§ **SELECTED PASSAGE**:
"Oaths are but words, and words but wind," wrote the English poet Samuel Butler, and it seems as if he was writing about German social politics.

German policymakers never tire of telling us that they want to support the development of occupational pensions. But in the event their decisions are achieving the exact opposite. And it has been like that for decades. For the past 20 years we have seen governments promise to support company pensions during successive election campaigns, but within months of being elected they undermine the tax framework.

And this year we will see whether the pre-election pledges have once again been nothing but wind when the government announces whether it still intends to raise the costs for deferred compensation (Entgeltumwandlung) in 2009 by 20% for both employees and employers and thereby trigger the end of deferred compensation for low- and middle-income workers.

It is time to stop fooling ourselves about German social security, it is time to face reality. The state pension will not pay for the retirement most people hope for. That is why future retirees are in desperate need of better occupational pensions. Therefore, increased occupational pensions have been at the heart of German pension reforms since 2001 as governments have sought to meet the challenges of the ageing German society.

Company pensions will have to contribute towards building a healthy retirement income, otherwise welfare will have to step in to fill the growing gap between last salary and the first social security cheque.

What makes the situation especially serious is that in future social security will become a less important source of retirement income. The upcoming reform of raising the retirement age to 67 will add to this problem. Social security today provides benefits equal to 85% of total retirement earnings for the average pensioner. But the replacement rate will decline in future.

It is therefore encouraging that occupational pensions have experienced something of a renaissance in recent years. A good 60% of all employees are now entitled to occupational pensions, up from 50% six years ago.

What looks like slow progress was in fact a rapid paradigm shift. Coming from a world where state pensions were able to secure the standard of living of pensioners it is difficult to understand that times are changing.

§ **INSTRUCTION 1**:
According to the piece on German occupational pensions, what share of total retirement earnings does social security currently provide for the average pensioner?
§ **INSTRUCTION 2**:
Continue the piece on German occupational pensions, picking up after its final sentence.

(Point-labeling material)
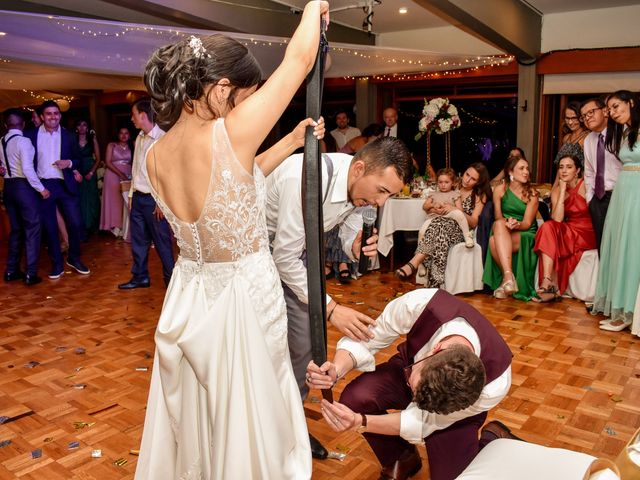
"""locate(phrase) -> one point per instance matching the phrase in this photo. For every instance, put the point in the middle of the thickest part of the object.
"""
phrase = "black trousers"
(598, 209)
(23, 209)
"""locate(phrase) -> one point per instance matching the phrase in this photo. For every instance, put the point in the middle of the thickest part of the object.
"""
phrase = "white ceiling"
(386, 18)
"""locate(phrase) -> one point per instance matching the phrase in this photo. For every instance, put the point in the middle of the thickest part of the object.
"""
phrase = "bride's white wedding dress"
(223, 401)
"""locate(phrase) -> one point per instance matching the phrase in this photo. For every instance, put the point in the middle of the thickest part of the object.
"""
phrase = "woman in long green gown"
(511, 261)
(619, 270)
(89, 162)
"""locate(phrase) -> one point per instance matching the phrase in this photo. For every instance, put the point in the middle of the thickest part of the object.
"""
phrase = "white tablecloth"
(403, 214)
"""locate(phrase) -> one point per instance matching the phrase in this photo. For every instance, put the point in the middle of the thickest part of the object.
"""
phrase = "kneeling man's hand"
(352, 323)
(322, 377)
(339, 416)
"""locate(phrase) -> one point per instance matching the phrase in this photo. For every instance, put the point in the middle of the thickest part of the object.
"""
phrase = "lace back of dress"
(232, 223)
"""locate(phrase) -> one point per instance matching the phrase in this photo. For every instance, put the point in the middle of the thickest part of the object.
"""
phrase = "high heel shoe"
(511, 286)
(499, 293)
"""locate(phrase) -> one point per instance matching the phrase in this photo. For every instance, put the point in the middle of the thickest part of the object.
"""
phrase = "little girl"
(439, 203)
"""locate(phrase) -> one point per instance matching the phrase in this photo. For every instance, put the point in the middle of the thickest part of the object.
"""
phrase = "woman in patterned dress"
(444, 232)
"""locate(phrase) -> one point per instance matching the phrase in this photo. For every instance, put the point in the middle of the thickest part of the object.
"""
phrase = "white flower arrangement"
(439, 115)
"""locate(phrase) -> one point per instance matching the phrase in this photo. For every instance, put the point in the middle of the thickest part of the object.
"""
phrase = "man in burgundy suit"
(452, 368)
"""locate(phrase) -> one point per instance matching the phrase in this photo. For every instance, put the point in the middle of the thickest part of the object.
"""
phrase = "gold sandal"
(402, 275)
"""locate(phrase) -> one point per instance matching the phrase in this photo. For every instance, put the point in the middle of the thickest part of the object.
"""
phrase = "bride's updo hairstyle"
(177, 75)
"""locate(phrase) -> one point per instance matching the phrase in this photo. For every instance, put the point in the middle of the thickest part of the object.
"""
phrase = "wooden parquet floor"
(76, 357)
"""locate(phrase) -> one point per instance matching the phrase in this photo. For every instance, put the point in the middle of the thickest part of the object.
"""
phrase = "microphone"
(369, 215)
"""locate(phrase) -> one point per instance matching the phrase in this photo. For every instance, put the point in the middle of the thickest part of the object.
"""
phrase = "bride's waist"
(221, 265)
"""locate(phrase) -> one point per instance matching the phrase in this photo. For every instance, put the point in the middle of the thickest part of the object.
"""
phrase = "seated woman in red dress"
(561, 240)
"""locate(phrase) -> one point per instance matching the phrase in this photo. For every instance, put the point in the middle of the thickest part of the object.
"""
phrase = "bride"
(223, 402)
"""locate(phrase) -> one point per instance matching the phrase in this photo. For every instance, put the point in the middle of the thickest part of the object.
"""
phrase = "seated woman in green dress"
(511, 261)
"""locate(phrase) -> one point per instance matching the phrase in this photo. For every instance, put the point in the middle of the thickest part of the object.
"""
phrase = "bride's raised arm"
(250, 122)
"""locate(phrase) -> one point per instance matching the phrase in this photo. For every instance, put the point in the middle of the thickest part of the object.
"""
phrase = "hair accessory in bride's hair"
(198, 49)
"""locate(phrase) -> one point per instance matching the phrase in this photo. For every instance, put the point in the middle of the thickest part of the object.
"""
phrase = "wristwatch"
(363, 427)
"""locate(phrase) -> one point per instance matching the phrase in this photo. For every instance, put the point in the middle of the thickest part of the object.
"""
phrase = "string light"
(395, 77)
(475, 119)
(464, 63)
(42, 98)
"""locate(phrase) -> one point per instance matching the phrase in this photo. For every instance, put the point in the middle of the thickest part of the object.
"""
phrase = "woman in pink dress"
(561, 241)
(118, 160)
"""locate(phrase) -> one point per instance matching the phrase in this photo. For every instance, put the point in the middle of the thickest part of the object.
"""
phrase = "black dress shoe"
(317, 450)
(11, 276)
(30, 280)
(405, 467)
(146, 283)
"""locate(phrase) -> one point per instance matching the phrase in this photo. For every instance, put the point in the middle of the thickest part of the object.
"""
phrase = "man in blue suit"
(56, 162)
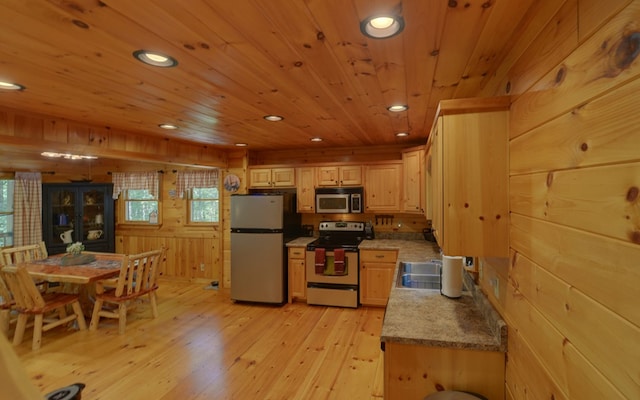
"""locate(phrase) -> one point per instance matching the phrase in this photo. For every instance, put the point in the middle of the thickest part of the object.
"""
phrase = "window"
(139, 206)
(204, 205)
(6, 212)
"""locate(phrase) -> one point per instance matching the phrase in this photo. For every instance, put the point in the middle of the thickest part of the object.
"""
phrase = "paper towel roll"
(451, 285)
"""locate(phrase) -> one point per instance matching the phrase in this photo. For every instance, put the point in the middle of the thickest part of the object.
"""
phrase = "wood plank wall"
(568, 291)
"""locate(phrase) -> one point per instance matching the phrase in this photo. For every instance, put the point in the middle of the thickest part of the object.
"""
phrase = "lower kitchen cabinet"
(297, 274)
(376, 276)
(413, 371)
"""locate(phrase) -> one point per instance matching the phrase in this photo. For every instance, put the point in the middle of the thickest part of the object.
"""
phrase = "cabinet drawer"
(378, 256)
(297, 252)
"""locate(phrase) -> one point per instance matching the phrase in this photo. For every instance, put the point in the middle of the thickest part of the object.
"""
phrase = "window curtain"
(187, 180)
(27, 208)
(135, 180)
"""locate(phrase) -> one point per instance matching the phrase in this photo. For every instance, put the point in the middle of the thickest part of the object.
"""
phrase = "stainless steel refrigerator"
(261, 224)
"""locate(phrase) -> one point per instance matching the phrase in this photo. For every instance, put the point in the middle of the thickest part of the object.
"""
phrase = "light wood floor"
(205, 346)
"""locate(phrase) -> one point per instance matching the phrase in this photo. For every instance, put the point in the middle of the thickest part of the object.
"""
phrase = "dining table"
(80, 278)
(52, 268)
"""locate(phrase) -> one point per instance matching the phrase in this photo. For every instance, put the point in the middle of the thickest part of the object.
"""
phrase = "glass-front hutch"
(78, 212)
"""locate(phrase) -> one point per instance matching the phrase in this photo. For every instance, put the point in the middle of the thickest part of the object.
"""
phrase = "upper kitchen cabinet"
(469, 170)
(413, 200)
(78, 212)
(347, 175)
(305, 189)
(383, 187)
(272, 177)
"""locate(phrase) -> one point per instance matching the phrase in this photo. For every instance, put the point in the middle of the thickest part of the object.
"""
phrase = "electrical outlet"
(496, 288)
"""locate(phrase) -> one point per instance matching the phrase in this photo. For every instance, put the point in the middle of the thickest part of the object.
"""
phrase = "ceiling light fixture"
(10, 86)
(155, 59)
(382, 26)
(398, 108)
(168, 126)
(67, 156)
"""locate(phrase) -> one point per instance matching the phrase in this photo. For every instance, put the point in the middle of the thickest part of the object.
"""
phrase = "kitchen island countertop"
(425, 317)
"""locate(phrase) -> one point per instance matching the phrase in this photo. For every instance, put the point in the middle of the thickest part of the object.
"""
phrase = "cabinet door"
(306, 189)
(78, 213)
(328, 176)
(412, 162)
(375, 282)
(260, 177)
(351, 175)
(383, 185)
(283, 177)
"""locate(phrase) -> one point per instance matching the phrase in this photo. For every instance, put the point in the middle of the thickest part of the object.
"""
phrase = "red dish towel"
(338, 261)
(320, 261)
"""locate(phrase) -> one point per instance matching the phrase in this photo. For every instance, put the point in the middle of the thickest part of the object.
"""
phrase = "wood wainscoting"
(205, 346)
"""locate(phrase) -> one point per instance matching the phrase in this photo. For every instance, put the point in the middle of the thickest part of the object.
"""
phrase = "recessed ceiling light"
(382, 26)
(154, 58)
(10, 86)
(168, 126)
(68, 156)
(398, 107)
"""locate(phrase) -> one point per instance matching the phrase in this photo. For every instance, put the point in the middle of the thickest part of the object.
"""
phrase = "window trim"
(189, 199)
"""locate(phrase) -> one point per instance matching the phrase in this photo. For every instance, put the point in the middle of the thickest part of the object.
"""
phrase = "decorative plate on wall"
(232, 183)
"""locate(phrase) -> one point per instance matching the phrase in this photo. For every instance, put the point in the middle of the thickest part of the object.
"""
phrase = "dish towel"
(338, 261)
(320, 261)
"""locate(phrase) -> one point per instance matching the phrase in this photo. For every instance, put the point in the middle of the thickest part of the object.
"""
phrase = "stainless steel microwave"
(343, 200)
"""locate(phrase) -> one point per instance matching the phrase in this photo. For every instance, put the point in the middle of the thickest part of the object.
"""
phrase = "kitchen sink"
(419, 275)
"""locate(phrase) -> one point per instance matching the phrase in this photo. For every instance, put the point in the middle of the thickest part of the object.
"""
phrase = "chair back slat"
(138, 273)
(5, 294)
(20, 254)
(25, 293)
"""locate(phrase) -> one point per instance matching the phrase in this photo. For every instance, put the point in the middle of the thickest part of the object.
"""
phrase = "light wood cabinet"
(414, 371)
(272, 177)
(469, 165)
(297, 274)
(347, 175)
(376, 276)
(413, 200)
(383, 187)
(305, 189)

§ **EXERCISE RESULT 1**:
85%

§ **EXERCISE RESULT 2**:
The lack of financial education was been another problem. However, employees have learned their lesson. Statistics show that 25% of all occupational pension promises are financed by pure deferred compensation. Another 25% are financed by matching contributions but 50% are still financed solely by the employer. More and more trade unions realise that it will be essential to increase occupational pensions.

Since the 2002 Riester pension reform, employees are permitted to contribute 4% of their individual salary up to 4% of the upper income limit for social security, which in 2007 was €2,520 a year, via deferred compensation to an occupational pension scheme.

The contribution is free of taxes and social contributions. As a result, employees pay significantly less in tax and social contributions on compensation received in the form of deferred pension benefits than in the form of wages.

In particular, the saving on social contributions makes participation lof low-income workers affordable. The costs for statutory pension insurance, statutory health insurance, statutory long-term care insurance and unemployment insurance (which are paid by the employer and employee) amount to 40% of a gross wage up to €63,000 a year. These saving incentives during the accumulation process are essential for low- and middle-income workers.

Pensioners have to pay taxes on their monthly income. Until 2004 all recipients of occupational pensions with statutory health insurance had to pay 50% of the regular contribution rate of statutory healthcare and long-term care insurance. Since 2004 they have had to pay the full contribution rate, which is about 15-16% of the average occupational pension.

Occupational pensioners are paying about €4.5bn a year into the statutory healthcare and long-term care insurance and so the government has already made it less attractive for employees to participate in deferred compensation plans. And by 2009 it will be absolutely absurd for low and middle-income workers to pay into occupational pension plans.

The exemption of salary converted into pension contributions from social security contributions is due to expire at the end of 2008, so that both occupational benefits and deferred compensation will be fully liable for social security contributions. The government hopes to get an extra €2bn of social taxes this way. It is obvious how employees will react. They will stop their deferred compensation and invest in less efficient ways of creating private pensions in the third pillar because their benefits will be free of social taxes.

But occupational pensions are efficient and safe. They create a win-win-win-situation to the benefit of the employee, the employer and the economy. But that is something the government seems to want to ignore.

From the employees' point of view the efficiency is based on pooling both longevity and investment risk and the creation purchasing power as well as reducing expenses.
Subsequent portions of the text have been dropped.